* Aim of the exercise *
Rewrite the listing below with "beige building" switched to "tan building" and every other line left unchanged. Omit the pictures from your answer.
╭──
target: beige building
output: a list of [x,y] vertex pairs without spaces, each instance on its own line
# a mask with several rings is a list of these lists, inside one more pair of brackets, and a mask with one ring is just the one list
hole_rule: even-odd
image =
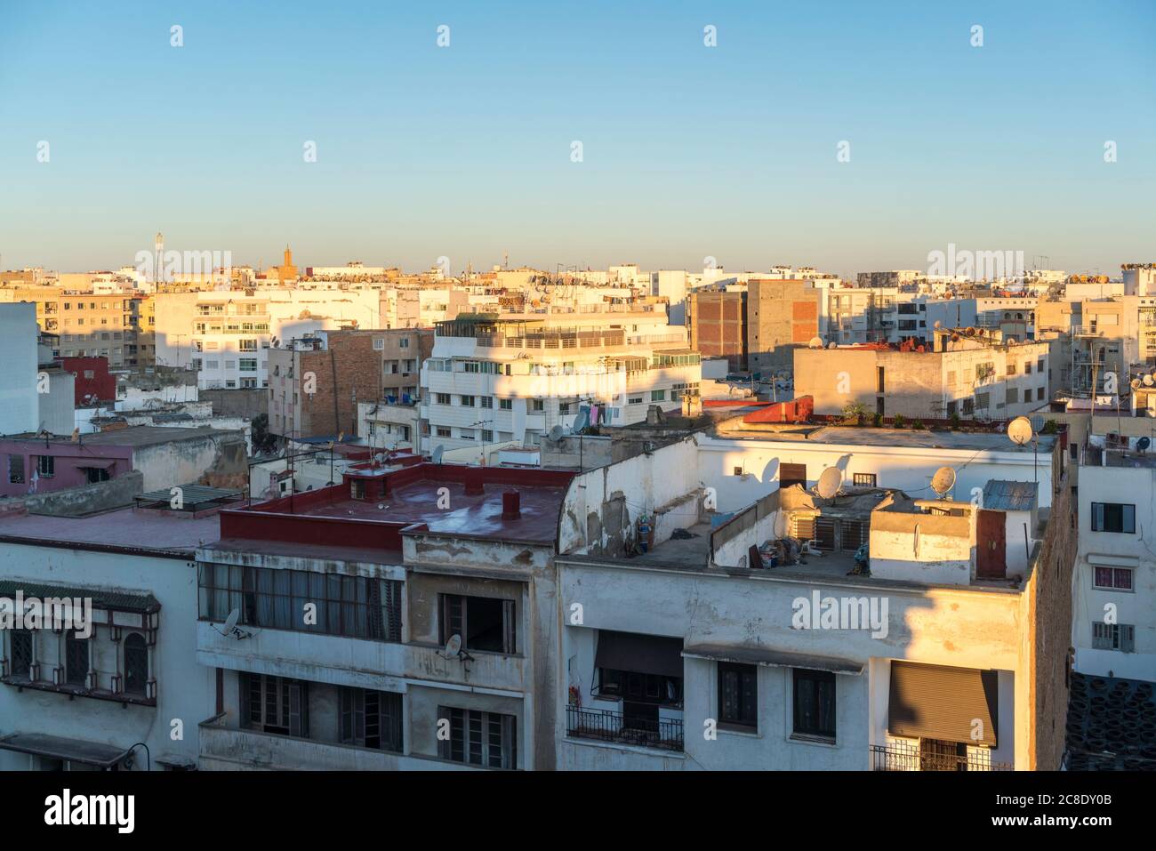
[[816,414],[859,404],[866,415],[907,420],[1008,420],[1048,401],[1050,346],[999,335],[941,334],[942,350],[846,347],[795,352],[795,395]]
╰──
* Output of the exercise *
target: tan building
output: a list of [x,y] vertex pairs without spaces, each instance on its own line
# a mask with several rings is a list of these lists, inside one more pair of brackets, and a mask with one ring is just the one list
hole_rule: even-odd
image =
[[816,414],[859,404],[866,415],[907,420],[1008,420],[1048,401],[1050,346],[999,335],[941,334],[942,350],[846,347],[795,352],[795,395]]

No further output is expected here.